• **GOAL OF THE EXERCISE**:
Copy word for word the lines of the items below, starting at the line that contains "Identify the brown hair" and ending at the last line of the items.

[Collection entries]
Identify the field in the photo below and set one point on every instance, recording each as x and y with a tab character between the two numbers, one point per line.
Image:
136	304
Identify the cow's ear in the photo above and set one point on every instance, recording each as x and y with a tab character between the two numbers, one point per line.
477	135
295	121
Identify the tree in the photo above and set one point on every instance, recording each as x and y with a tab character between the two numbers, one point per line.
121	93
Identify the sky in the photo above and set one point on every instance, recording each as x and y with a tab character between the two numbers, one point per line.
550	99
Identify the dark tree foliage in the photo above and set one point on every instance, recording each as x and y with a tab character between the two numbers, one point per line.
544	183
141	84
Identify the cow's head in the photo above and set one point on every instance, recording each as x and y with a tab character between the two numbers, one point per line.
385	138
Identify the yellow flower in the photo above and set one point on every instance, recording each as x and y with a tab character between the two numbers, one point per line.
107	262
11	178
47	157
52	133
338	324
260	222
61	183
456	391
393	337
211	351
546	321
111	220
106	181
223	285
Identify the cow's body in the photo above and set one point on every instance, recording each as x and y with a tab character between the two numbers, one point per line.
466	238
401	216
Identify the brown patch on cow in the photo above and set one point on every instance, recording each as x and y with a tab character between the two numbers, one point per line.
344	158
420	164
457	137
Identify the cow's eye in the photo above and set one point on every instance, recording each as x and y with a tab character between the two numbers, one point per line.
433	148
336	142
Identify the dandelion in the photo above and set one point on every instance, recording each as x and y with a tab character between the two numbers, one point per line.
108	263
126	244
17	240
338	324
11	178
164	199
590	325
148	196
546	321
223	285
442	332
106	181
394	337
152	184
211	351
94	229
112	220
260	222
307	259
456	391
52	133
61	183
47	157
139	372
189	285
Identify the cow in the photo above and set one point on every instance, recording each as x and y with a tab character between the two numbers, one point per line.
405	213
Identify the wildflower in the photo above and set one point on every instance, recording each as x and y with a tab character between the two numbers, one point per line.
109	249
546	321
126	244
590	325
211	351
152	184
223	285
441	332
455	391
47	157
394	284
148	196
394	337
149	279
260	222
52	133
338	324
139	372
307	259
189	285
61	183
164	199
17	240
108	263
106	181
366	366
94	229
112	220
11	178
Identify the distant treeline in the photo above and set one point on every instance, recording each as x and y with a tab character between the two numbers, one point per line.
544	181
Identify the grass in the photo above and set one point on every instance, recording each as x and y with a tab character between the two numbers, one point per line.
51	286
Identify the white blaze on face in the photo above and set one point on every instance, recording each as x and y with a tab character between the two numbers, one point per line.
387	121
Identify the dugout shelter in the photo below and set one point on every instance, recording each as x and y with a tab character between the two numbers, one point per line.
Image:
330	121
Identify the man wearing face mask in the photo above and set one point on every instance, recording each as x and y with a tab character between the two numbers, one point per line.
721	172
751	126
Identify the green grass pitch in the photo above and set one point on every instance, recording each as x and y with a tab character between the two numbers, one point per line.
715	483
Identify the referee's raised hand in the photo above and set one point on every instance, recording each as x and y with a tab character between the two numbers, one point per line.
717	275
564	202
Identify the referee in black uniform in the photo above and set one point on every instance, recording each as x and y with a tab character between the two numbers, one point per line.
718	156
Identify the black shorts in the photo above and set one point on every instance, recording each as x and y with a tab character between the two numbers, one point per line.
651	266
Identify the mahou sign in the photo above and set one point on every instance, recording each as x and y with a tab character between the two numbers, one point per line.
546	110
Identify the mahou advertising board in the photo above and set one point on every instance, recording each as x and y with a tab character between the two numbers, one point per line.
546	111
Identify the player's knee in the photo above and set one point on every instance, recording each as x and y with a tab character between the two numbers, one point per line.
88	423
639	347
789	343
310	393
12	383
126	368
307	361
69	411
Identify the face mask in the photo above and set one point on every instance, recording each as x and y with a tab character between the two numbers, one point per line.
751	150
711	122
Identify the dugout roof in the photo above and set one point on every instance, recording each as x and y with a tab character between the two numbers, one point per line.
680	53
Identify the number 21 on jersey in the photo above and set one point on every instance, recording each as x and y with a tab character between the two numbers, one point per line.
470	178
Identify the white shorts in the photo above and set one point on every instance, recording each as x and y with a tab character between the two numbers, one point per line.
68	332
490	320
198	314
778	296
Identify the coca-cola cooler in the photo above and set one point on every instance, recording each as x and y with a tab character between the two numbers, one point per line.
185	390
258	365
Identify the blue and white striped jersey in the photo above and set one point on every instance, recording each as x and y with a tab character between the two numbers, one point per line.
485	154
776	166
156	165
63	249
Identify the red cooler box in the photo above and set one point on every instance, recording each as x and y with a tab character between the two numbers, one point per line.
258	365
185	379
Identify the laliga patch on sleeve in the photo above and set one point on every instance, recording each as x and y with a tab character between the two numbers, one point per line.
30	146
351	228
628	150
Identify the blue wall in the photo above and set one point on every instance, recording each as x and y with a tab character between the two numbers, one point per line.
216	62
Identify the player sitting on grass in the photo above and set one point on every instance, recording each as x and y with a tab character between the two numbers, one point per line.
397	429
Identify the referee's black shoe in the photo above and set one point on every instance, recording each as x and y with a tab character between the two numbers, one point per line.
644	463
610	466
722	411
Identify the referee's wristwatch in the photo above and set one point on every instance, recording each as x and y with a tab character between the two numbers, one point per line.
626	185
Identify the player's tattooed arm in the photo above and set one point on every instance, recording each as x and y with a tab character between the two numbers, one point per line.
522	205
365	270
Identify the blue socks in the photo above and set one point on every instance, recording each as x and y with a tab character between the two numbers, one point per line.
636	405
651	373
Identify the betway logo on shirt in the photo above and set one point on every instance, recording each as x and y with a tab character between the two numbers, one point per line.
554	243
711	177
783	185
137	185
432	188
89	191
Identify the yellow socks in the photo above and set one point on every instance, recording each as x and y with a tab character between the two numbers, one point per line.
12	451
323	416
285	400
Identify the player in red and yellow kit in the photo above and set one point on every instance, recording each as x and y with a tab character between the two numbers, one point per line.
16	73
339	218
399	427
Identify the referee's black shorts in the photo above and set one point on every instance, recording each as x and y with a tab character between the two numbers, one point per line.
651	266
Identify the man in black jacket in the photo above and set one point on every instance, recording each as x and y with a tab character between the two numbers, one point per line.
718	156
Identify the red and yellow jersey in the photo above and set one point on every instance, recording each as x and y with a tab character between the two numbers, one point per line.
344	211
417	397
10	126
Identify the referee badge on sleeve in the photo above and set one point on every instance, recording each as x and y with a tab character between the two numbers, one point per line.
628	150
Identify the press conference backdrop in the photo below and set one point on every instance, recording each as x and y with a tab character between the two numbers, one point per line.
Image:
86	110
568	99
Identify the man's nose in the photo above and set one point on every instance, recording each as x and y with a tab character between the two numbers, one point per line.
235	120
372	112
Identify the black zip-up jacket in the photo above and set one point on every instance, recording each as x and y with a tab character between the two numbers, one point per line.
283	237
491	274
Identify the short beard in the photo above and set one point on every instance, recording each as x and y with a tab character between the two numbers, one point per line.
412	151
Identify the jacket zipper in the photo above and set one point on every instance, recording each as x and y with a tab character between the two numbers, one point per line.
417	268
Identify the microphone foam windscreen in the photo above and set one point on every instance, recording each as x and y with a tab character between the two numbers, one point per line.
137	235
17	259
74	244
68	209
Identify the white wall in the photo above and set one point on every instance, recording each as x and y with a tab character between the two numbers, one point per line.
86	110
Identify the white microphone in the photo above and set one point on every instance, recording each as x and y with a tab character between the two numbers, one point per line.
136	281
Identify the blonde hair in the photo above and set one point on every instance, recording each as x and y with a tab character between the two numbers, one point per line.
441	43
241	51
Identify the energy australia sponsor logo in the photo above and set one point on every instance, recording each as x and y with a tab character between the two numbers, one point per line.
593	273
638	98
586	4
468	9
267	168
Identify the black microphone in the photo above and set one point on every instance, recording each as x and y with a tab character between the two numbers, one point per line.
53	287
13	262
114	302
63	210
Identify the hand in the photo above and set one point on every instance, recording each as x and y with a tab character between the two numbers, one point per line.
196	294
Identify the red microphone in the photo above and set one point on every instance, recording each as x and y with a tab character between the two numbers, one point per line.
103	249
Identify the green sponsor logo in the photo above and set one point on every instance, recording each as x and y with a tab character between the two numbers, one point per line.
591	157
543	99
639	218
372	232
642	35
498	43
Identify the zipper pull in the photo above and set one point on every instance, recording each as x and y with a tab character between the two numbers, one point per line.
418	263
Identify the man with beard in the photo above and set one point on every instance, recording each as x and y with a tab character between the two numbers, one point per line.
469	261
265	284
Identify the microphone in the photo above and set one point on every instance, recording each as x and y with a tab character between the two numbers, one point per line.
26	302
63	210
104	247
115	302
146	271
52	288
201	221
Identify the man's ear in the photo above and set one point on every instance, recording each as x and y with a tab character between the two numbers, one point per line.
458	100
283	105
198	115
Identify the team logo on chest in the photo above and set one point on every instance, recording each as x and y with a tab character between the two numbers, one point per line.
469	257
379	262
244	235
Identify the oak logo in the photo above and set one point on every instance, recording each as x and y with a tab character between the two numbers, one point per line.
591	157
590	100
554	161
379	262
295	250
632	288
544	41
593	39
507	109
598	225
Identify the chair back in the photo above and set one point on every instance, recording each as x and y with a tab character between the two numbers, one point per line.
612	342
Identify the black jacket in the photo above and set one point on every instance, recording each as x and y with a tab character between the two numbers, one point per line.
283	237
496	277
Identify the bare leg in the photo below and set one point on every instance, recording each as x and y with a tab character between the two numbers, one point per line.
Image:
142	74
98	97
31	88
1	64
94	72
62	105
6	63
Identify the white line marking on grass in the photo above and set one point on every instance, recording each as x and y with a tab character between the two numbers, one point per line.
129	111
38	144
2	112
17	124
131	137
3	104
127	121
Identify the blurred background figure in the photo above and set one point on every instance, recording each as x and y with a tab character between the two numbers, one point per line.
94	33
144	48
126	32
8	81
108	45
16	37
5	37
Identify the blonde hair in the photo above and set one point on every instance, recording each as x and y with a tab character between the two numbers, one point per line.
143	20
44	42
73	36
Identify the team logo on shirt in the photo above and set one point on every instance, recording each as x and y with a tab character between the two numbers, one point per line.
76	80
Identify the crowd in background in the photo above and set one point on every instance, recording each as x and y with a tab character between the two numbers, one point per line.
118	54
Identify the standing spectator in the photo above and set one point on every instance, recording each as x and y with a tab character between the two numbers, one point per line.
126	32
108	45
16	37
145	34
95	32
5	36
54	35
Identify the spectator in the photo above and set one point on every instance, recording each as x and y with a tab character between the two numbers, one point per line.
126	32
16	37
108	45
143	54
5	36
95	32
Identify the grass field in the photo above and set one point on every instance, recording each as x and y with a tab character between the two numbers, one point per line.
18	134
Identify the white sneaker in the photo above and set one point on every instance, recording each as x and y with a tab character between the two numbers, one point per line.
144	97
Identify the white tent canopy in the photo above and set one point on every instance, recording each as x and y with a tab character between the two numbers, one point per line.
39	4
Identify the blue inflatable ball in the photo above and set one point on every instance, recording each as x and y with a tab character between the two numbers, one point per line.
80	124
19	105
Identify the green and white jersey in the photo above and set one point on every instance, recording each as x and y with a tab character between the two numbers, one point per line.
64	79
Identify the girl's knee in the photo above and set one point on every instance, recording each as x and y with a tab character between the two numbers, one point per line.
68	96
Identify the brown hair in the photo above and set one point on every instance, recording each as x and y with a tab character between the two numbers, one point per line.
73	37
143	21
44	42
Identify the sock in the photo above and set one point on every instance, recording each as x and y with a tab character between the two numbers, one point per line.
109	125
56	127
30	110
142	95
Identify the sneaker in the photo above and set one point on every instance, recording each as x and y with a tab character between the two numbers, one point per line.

• **RESULT**:
Identify the brown hair in the photo above and set one point on every instance, recording each as x and y with a tab character between the two numbers, one point per line.
73	37
143	21
44	42
Identify the sock in the photo above and set one point on every instance, recording each as x and y with a tab character between the two numbers, one point per line.
109	125
56	127
30	110
142	95
Identify the sneaker in the photo above and set one point on every instance, recording each as x and y with a tab character between the two numbers, one point per line.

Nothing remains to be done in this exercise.